> _Set task_:
Please express every line of the material below as a JSON list of strings, one string per line, leaving out blank lines.

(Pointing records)

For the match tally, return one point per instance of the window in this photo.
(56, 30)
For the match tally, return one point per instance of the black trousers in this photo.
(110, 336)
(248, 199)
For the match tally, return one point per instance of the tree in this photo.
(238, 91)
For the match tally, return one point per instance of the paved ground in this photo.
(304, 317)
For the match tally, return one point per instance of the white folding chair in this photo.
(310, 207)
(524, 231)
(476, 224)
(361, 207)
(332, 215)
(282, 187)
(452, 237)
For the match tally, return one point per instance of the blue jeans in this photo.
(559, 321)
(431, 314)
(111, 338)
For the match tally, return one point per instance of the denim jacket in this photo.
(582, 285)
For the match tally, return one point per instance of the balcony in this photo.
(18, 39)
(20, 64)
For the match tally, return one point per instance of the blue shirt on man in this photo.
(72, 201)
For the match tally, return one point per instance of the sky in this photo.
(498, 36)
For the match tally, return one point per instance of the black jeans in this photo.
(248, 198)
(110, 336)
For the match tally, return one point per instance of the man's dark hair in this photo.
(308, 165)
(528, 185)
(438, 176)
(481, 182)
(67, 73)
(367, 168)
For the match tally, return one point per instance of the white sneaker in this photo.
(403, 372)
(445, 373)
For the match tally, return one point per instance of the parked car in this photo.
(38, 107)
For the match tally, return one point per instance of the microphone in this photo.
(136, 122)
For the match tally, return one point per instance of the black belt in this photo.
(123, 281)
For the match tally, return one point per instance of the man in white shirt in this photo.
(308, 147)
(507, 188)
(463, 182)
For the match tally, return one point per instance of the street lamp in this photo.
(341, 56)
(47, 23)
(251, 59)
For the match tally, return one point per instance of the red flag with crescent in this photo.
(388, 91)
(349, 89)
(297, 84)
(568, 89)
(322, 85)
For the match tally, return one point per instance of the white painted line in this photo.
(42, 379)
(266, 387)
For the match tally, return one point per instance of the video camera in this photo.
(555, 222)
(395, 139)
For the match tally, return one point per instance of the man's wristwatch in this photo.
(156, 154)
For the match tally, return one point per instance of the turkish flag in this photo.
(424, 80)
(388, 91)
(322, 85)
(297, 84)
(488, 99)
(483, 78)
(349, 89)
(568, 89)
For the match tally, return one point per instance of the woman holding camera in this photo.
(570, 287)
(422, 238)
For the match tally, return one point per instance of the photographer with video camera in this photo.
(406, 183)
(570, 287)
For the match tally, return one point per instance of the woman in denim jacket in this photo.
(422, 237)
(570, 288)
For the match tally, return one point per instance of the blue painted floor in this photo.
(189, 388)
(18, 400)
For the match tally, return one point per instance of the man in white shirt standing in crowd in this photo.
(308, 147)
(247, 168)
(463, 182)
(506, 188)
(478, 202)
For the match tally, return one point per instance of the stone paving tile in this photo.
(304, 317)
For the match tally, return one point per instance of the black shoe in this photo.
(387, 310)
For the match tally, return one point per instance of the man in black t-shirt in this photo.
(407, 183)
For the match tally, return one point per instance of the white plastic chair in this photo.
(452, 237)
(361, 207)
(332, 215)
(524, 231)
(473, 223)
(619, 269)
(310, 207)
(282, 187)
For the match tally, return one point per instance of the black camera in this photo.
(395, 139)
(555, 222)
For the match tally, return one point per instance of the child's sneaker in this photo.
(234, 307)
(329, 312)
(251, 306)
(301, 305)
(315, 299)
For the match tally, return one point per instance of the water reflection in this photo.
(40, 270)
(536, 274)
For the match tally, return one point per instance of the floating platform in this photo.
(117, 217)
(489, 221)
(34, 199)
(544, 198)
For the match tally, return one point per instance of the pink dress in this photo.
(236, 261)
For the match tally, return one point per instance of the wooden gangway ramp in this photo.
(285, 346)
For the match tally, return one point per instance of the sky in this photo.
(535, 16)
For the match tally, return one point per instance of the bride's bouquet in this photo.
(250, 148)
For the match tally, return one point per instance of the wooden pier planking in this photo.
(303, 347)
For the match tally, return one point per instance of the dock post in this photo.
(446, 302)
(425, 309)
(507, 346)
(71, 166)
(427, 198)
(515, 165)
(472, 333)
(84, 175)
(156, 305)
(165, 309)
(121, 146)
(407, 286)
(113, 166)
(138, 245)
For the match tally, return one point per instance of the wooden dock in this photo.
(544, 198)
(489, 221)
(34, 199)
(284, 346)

> _Complete response_:
[
  "For the match tally, return one point per instance of the window in this photo.",
  "(56, 30)",
  "For the match tally, return one point per instance of the black trousers in this photo.",
  "(110, 336)",
  "(248, 199)",
  "For the match tally, return one point per instance of the tree in this photo.",
  "(238, 91)",
  "For the match tally, return one point per instance of the paved ground in this photo.",
  "(304, 317)",
  "For the match tally, return one point per instance of the white folding chair in this photo.",
  "(310, 207)",
  "(524, 231)",
  "(476, 224)",
  "(361, 207)",
  "(332, 215)",
  "(282, 187)",
  "(452, 237)",
  "For the match tally, return one point per instance of the blue jeans in this photo.",
  "(559, 321)",
  "(431, 314)",
  "(111, 338)",
  "For the match tally, return one point per instance of the denim jacket in this photo.",
  "(582, 285)",
  "For the match tally, return one point per instance of the balcony in this photo.",
  "(18, 39)",
  "(20, 64)",
  "For the match tally, return one point per instance of the blue shirt on man in this photo.",
  "(72, 201)",
  "For the match tally, return one point per instance of the sky in this photo.",
  "(498, 36)",
  "For the match tally, return one point per instance of the black jeans in this photo.",
  "(248, 198)",
  "(110, 336)",
  "For the match tally, return one point per instance of the man's dark hair in this photo.",
  "(308, 165)",
  "(528, 185)",
  "(438, 176)",
  "(481, 182)",
  "(67, 73)",
  "(367, 168)",
  "For the match tally, return one point per instance of the white sneaker in this photo.",
  "(403, 372)",
  "(445, 373)",
  "For the match tally, return one point per instance of the parked car in this photo.",
  "(38, 107)",
  "For the match tally, return one point per instance of the microphone in this photo.",
  "(136, 122)",
  "For the match tally, return one point per instance of the black belt in this photo.",
  "(123, 281)",
  "For the match tally, return one point per instance of the man in white shirt in this photo.",
  "(308, 147)",
  "(507, 188)",
  "(463, 182)",
  "For the match tally, return one point per instance of the street lamp in this photo.",
  "(341, 56)",
  "(47, 23)",
  "(251, 59)",
  "For the match tally, return one point per instance of the red flag with crescent in this photo.",
  "(388, 91)",
  "(349, 89)",
  "(297, 84)",
  "(568, 89)",
  "(322, 85)",
  "For the match tally, return one point per instance of the white painted line in this photo.",
  "(42, 379)",
  "(266, 387)",
  "For the match tally, return one point per instance of the video camera in this photo.",
  "(555, 222)",
  "(395, 139)",
  "For the match tally, return one point per instance of the man's wristwatch in this photo.",
  "(156, 154)",
  "For the match tally, return one point per instance of the turkish flag in this photo.",
  "(424, 80)",
  "(388, 91)",
  "(322, 85)",
  "(297, 84)",
  "(488, 99)",
  "(483, 78)",
  "(349, 89)",
  "(568, 89)",
  "For the match tally, return one point per instance of the woman holding camera in this photo.",
  "(570, 287)",
  "(422, 238)",
  "For the match tally, return one point per instance of the photographer with video camera in this photo.",
  "(406, 183)",
  "(570, 287)",
  "For the match tally, return one point per instance of the woman in denim jacket in this photo.",
  "(422, 237)",
  "(570, 288)",
  "For the match tally, return one point per instance of the blue painted floor in this photo.",
  "(189, 388)",
  "(18, 400)",
  "For the match tally, return one point per instance of the man in white shirt standing in crowd in this photo.",
  "(308, 147)",
  "(247, 168)",
  "(463, 182)",
  "(506, 188)",
  "(478, 202)",
  "For the match tally, return one point per instance of the stone paving tile in this photo.",
  "(304, 317)",
  "For the match tally, return one point per instance of the black shoe in this photo.",
  "(387, 310)",
  "For the match tally, return one point per instance of the man in black t-shirt in this photo.",
  "(407, 183)",
  "For the match tally, return one point per instance of the white plastic chair in this photo.",
  "(452, 237)",
  "(361, 207)",
  "(332, 215)",
  "(524, 231)",
  "(473, 223)",
  "(619, 269)",
  "(310, 207)",
  "(282, 187)",
  "For the match tally, return one point per instance of the black camera in this photo.",
  "(395, 139)",
  "(555, 222)",
  "For the match tally, return one point per instance of the child's sneaker in this photo.",
  "(234, 307)",
  "(329, 312)",
  "(251, 306)",
  "(301, 305)",
  "(315, 299)",
  "For the match tally, return one point per instance of the water reflection in this photo.",
  "(40, 270)",
  "(536, 274)",
  "For the match tally, return one point per instance of the floating platform in this photo.",
  "(117, 217)",
  "(489, 221)",
  "(34, 199)",
  "(544, 198)",
  "For the match tally, return one point per instance of the pink dress in this photo.",
  "(236, 261)",
  "For the match tally, return one point per instance of the wooden gangway ramp in this photo.",
  "(285, 346)",
  "For the match tally, return one point per instance of the sky in this photo.",
  "(535, 16)",
  "For the match tally, return one point per instance of the bride's bouquet in this photo.",
  "(250, 148)",
  "For the match tally, return one point per instance of the wooden pier planking in this photo.",
  "(303, 347)",
  "For the match tally, return one point per instance of the dock post in this photo.",
  "(446, 302)",
  "(425, 309)",
  "(507, 346)",
  "(71, 166)",
  "(427, 198)",
  "(515, 165)",
  "(472, 333)",
  "(84, 175)",
  "(156, 305)",
  "(165, 309)",
  "(121, 146)",
  "(407, 286)",
  "(113, 166)",
  "(138, 245)",
  "For the match tally, return one point per instance of the wooden dock in this photo.",
  "(544, 198)",
  "(489, 221)",
  "(34, 199)",
  "(284, 346)"
]